## What is expected
Take the line that contains "of the wind-packed" as the first line and the last line of the material below as the final one; reproduce exactly the lines between, inclusive.

## Stored records
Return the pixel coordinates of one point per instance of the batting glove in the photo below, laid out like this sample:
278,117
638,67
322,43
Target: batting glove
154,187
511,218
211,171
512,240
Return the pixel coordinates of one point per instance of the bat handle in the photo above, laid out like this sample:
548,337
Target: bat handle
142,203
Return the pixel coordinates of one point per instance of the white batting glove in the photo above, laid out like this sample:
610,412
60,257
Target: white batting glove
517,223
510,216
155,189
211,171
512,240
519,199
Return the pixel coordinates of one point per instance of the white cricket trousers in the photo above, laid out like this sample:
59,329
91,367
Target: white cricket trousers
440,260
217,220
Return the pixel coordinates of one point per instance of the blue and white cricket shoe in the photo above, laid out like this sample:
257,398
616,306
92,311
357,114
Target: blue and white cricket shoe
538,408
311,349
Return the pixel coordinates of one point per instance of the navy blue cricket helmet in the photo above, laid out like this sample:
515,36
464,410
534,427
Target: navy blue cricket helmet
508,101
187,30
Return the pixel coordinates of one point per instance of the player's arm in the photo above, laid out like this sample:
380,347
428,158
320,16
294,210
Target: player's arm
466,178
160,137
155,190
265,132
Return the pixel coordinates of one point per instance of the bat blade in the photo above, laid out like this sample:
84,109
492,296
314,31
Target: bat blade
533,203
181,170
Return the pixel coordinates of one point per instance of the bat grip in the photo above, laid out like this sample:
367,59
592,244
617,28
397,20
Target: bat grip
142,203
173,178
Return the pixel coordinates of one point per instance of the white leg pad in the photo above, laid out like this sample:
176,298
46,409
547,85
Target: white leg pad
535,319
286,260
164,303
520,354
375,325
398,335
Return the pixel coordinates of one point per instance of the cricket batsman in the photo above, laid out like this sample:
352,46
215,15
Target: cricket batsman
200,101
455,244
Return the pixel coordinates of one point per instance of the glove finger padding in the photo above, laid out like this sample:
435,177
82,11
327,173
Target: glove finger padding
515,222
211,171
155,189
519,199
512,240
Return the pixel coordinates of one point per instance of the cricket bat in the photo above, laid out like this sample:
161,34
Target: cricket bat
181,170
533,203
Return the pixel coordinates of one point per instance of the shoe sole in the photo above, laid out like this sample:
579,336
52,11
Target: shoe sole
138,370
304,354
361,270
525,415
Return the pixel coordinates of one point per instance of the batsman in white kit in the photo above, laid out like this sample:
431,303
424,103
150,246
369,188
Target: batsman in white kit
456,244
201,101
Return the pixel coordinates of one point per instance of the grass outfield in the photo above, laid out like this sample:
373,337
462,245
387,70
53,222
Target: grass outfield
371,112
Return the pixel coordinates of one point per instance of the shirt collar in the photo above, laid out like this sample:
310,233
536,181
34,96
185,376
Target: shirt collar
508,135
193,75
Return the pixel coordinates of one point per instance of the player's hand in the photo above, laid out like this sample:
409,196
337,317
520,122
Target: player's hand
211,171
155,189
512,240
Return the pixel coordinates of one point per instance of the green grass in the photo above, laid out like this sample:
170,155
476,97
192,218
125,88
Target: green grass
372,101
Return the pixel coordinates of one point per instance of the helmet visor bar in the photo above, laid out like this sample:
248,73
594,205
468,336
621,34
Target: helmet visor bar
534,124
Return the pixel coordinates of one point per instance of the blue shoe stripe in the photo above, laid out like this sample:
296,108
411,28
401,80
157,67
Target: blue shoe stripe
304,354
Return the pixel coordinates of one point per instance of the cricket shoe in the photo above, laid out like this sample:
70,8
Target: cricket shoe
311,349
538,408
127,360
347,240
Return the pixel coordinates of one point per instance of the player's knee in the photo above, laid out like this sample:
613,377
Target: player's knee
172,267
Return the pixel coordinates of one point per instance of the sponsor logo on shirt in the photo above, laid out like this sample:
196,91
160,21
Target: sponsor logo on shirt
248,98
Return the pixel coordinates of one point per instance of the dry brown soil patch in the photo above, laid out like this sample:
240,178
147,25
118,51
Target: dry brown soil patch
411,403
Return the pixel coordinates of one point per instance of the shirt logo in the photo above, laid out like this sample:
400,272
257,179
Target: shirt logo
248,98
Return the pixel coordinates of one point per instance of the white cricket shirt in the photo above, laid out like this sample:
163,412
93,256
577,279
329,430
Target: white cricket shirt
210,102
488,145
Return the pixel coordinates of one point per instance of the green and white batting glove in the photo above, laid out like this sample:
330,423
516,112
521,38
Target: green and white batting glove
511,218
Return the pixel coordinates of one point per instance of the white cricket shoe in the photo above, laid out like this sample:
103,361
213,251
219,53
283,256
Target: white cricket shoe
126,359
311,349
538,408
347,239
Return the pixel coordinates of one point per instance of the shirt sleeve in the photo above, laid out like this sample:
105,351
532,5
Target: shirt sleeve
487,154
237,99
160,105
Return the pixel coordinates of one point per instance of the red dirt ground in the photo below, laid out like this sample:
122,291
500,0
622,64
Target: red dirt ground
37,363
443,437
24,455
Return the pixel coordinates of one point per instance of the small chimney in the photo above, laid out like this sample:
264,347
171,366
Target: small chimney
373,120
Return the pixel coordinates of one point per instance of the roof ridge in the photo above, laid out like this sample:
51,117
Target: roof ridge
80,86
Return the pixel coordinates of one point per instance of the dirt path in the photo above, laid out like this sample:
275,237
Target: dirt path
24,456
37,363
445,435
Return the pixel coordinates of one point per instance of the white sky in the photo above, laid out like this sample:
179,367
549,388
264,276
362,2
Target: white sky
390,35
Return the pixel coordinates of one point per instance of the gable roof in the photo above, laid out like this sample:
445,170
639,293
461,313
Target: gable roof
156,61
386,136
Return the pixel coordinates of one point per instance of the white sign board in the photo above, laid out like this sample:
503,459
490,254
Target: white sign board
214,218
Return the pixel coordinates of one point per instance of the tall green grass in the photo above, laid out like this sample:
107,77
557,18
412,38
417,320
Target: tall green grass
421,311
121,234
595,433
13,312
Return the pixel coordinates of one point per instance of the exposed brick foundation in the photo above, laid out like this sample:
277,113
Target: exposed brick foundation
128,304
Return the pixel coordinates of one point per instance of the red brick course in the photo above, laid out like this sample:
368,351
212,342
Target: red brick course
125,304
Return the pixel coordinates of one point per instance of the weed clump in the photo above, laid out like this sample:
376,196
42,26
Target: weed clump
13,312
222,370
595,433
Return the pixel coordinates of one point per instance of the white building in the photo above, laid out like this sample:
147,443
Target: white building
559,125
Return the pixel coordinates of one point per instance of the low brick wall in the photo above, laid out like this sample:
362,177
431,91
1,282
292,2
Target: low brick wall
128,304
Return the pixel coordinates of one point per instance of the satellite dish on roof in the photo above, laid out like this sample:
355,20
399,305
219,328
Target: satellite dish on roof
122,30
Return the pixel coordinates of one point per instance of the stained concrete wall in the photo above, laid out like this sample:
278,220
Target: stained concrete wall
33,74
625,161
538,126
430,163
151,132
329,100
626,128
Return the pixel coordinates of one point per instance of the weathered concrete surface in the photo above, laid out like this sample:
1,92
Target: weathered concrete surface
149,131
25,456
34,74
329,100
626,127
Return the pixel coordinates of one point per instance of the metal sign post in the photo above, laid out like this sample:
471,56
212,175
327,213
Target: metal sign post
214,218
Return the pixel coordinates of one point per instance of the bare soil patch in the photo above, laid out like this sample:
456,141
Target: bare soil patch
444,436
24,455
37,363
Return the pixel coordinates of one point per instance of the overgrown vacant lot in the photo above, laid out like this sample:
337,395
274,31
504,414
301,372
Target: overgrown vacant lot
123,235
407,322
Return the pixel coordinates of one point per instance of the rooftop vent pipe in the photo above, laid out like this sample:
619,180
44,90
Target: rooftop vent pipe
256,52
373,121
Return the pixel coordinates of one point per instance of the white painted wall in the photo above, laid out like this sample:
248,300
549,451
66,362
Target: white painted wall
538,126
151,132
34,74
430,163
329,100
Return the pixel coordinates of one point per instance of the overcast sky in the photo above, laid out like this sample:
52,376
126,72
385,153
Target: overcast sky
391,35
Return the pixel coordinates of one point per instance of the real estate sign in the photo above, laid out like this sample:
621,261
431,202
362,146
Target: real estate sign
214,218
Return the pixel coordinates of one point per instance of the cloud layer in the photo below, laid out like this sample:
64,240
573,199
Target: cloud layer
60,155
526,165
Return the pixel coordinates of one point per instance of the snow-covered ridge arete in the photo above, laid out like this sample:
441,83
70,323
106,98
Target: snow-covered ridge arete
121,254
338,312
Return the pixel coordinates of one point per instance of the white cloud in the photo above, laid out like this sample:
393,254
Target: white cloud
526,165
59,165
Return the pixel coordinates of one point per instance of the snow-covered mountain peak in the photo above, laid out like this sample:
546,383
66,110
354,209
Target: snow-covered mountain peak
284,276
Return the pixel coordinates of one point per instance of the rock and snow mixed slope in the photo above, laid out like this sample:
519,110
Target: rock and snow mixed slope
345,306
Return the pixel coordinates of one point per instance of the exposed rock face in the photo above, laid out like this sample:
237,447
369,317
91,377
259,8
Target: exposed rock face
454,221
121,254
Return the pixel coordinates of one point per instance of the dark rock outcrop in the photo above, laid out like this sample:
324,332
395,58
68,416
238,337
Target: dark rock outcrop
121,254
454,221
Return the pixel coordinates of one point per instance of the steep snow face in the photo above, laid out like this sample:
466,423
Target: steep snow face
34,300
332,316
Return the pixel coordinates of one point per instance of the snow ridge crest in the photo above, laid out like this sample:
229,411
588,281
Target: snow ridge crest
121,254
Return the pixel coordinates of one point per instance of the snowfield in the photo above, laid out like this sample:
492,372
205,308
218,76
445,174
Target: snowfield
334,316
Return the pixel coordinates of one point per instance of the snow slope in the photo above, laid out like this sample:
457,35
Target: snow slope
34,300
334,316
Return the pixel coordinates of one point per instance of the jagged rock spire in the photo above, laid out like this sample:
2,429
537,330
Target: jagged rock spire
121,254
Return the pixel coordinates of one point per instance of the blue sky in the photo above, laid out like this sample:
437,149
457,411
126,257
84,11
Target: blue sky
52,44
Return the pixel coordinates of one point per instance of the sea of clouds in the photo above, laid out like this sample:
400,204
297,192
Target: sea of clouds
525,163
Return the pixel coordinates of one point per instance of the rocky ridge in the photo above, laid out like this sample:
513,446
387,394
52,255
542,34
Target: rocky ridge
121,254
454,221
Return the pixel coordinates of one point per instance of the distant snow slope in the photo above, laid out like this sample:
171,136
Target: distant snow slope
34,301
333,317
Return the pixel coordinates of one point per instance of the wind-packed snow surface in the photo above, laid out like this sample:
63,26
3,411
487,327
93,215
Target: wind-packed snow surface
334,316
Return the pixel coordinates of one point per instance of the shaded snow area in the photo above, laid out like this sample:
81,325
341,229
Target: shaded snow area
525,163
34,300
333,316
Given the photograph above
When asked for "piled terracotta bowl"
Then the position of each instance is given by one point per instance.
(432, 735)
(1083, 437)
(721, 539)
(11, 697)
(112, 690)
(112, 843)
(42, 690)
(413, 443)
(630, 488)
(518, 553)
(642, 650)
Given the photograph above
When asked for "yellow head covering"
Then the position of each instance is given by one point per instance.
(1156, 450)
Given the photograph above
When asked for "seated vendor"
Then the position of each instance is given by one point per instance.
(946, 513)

## Solved exercise
Return the pixel coordinates of one point per instance of the wind-packed snow surface in the photo above, laid out like this sample:
63,26
3,411
487,327
93,215
Target: wind-packed snow surface
334,316
Return the pixel coordinates of one point per instance of the shaded snow area in the photo above, laid out like this sample:
81,325
341,229
Target: shaded snow area
525,163
34,300
333,316
Given the photograph above
When asked for "piled terracotta bowl"
Then the position of each instance is given by one point per instance.
(432, 735)
(1083, 437)
(721, 539)
(11, 697)
(112, 690)
(112, 843)
(42, 690)
(413, 443)
(630, 488)
(518, 553)
(642, 650)
Given the photograph above
When asked for "yellow head covering"
Then the position of each instance is given by one point per instance.
(1156, 450)
Given the photograph above
When asked for "seated vendor"
Then the position of each instance is given by one point per instance.
(946, 513)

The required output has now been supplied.